**Exercise instructions**
Please retype the entries below exactly as they are written.

_____

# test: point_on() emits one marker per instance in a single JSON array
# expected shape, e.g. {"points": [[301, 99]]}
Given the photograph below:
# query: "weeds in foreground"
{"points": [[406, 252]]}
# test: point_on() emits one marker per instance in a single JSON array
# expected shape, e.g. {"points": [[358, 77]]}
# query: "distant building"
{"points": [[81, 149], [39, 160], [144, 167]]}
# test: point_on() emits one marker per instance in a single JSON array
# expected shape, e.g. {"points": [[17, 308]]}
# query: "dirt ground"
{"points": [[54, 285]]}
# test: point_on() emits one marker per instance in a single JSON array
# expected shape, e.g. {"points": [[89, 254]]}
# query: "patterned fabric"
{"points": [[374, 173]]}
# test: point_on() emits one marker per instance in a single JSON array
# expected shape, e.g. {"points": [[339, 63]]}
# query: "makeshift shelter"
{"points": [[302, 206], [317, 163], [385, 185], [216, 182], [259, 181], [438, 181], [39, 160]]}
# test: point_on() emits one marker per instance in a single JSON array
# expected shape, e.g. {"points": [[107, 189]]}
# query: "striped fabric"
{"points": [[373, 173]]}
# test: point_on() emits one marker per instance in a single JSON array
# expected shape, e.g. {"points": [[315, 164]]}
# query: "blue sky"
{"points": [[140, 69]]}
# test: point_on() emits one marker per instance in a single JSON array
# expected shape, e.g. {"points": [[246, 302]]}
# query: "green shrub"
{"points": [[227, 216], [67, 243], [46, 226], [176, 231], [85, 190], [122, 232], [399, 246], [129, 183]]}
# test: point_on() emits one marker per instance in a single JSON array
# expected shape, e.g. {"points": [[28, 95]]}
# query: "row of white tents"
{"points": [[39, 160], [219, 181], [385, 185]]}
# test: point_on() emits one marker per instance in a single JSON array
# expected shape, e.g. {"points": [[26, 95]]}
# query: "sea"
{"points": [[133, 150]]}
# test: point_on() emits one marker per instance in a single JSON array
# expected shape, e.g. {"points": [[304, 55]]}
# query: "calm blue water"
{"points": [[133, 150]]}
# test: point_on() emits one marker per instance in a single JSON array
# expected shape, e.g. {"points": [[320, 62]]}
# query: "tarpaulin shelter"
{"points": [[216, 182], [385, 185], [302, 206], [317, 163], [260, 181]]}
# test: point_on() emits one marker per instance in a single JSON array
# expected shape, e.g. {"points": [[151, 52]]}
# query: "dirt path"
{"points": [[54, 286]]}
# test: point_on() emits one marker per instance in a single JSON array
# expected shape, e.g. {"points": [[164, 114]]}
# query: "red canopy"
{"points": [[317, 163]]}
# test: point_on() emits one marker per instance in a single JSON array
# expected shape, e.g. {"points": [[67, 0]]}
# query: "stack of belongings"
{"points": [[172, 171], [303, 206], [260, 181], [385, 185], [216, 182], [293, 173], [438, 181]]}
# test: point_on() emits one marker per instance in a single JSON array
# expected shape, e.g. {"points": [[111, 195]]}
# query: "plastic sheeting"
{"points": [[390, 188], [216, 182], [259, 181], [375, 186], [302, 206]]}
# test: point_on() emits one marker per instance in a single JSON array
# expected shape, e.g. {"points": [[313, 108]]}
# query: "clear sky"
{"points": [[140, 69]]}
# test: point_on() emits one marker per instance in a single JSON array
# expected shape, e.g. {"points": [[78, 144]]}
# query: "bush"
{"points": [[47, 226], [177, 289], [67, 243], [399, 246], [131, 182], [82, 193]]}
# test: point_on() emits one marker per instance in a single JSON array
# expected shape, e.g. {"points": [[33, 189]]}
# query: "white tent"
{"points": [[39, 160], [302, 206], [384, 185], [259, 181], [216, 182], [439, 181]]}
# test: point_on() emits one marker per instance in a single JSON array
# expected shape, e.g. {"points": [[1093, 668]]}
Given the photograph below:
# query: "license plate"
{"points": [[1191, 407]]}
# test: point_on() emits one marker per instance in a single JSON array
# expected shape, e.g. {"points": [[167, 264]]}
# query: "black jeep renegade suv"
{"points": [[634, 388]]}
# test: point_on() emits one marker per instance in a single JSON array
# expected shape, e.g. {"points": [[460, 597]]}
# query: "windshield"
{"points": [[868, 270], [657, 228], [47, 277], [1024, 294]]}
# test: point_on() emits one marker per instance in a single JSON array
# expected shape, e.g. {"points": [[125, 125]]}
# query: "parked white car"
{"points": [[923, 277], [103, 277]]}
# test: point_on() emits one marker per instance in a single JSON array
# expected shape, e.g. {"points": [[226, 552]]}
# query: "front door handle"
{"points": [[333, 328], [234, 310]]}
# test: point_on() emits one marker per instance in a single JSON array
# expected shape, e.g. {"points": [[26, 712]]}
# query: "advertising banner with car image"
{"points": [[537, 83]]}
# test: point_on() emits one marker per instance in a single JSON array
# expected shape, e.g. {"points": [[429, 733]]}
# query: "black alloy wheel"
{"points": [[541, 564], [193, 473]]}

_____

**Completed exercise**
# test: point_on() emits one marker per instance in a single JSON array
# expected shape, e.g. {"points": [[301, 99]]}
Given the photograph below:
# query: "weeds in foreground"
{"points": [[406, 252]]}
# test: point_on() emits one marker per instance in a single JSON array
# expected shape, e.g. {"points": [[358, 77]]}
# query: "distant building"
{"points": [[81, 149], [39, 160], [144, 167]]}
# test: point_on() emits one marker per instance in a single JSON array
# expected shape, e.g. {"points": [[17, 308]]}
# query: "dirt ground"
{"points": [[54, 285]]}
# test: point_on() emits one marker per instance in a single JSON array
# expected shape, e.g. {"points": [[89, 254]]}
# query: "patterned fabric"
{"points": [[374, 173]]}
# test: point_on() emits one marker per instance in a single JSON array
# expected shape, e.g. {"points": [[339, 63]]}
# query: "makeshift shelter"
{"points": [[302, 206], [317, 163], [385, 185], [216, 182], [259, 181], [438, 181], [39, 160]]}
# test: point_on() emits one marker per instance in a single JSON array
# expected shape, e.g. {"points": [[107, 189]]}
# query: "striped fabric"
{"points": [[373, 173]]}
# test: point_on() emits one marker per instance in a single JSON array
# expected shape, e.g. {"points": [[315, 164]]}
# query: "blue sky"
{"points": [[140, 69]]}
# test: point_on() emits one marker per instance in a single JSON array
# expected shape, e.g. {"points": [[246, 302]]}
# query: "green shrub"
{"points": [[227, 216], [67, 243], [46, 226], [176, 231], [85, 190], [122, 232], [399, 246], [129, 183]]}
# test: point_on() emits one marker per instance in a single JSON array
# expected shape, e.g. {"points": [[28, 95]]}
# query: "row of white tents"
{"points": [[39, 160], [219, 181], [385, 185]]}
# test: point_on() emits one marker per instance in a single JSON array
# expected shape, e.g. {"points": [[26, 95]]}
# query: "sea"
{"points": [[133, 150]]}
# test: point_on() emits one marker per instance in a single JSON array
# expected shape, e.g. {"points": [[304, 55]]}
# query: "calm blue water"
{"points": [[133, 150]]}
# test: point_on() emits one marker per instance in a single JSON array
# expected shape, e.g. {"points": [[320, 62]]}
# query: "tarpaulin shelter"
{"points": [[216, 182], [385, 185], [302, 206], [317, 163], [260, 181]]}
# test: point_on() emits one marker per instance in a single JSON array
# expected shape, e.g. {"points": [[151, 52]]}
# query: "dirt path"
{"points": [[54, 286]]}
# test: point_on() emits one marker per instance in a single JSON array
# expected shape, e.g. {"points": [[164, 114]]}
# query: "red canopy"
{"points": [[317, 163]]}
# test: point_on() emits one marker per instance in a single JSON array
# expected shape, e.g. {"points": [[67, 0]]}
# query: "stack of belongings"
{"points": [[172, 171], [303, 206], [260, 181], [385, 185], [216, 182], [293, 173], [438, 181]]}
# test: point_on() emits one marker per instance in a single JSON array
# expected shape, e.g. {"points": [[111, 195]]}
# query: "plastic sheeting"
{"points": [[390, 188], [216, 182], [259, 181], [375, 186], [302, 206]]}
# test: point_on() emits one marker per instance in a single JSON array
# expected shape, e.g. {"points": [[313, 108]]}
# query: "clear sky"
{"points": [[140, 69]]}
# test: point_on() emits one marker per instance in a single JSON array
# expected shape, e.g. {"points": [[78, 144]]}
# query: "bush"
{"points": [[47, 226], [177, 289], [67, 243], [399, 246], [131, 182], [82, 193]]}
# test: point_on() emits one marker per instance in a single JSON array
# expected shape, e.g. {"points": [[33, 189]]}
# query: "white tent"
{"points": [[39, 160], [302, 206], [384, 185], [259, 181], [216, 182], [439, 181]]}
# test: point_on() emits one marker per instance in a single JSON array
# expected shape, e.g. {"points": [[1093, 668]]}
Given the photograph below:
# query: "license plate"
{"points": [[1191, 407]]}
# test: point_on() emits one marker per instance in a single JSON array
# expected shape, e.g. {"points": [[167, 264]]}
# query: "black jeep renegade suv"
{"points": [[634, 388]]}
# test: point_on() emits one marker per instance in a single JSON array
# expected shape, e.g. {"points": [[460, 597]]}
# query: "windshield"
{"points": [[868, 270], [657, 228], [47, 277], [1024, 294]]}
# test: point_on() emits one marker per instance in a single JSON array
# expected shape, e.g. {"points": [[125, 125]]}
# query: "parked white car"
{"points": [[923, 277], [103, 277]]}
# test: point_on() emits one marker per instance in a single JSON array
# expected shape, e.g. {"points": [[226, 552]]}
# query: "front door handle"
{"points": [[333, 328], [234, 310]]}
# test: point_on() emits one marker per instance in a single JSON array
# expected shape, e.g. {"points": [[26, 712]]}
# query: "advertising banner with car image"
{"points": [[537, 83]]}
# test: point_on() emits one marker per instance in a single JSON array
# expected shape, e.g. {"points": [[429, 733]]}
# query: "black alloy wheel"
{"points": [[541, 564], [193, 473]]}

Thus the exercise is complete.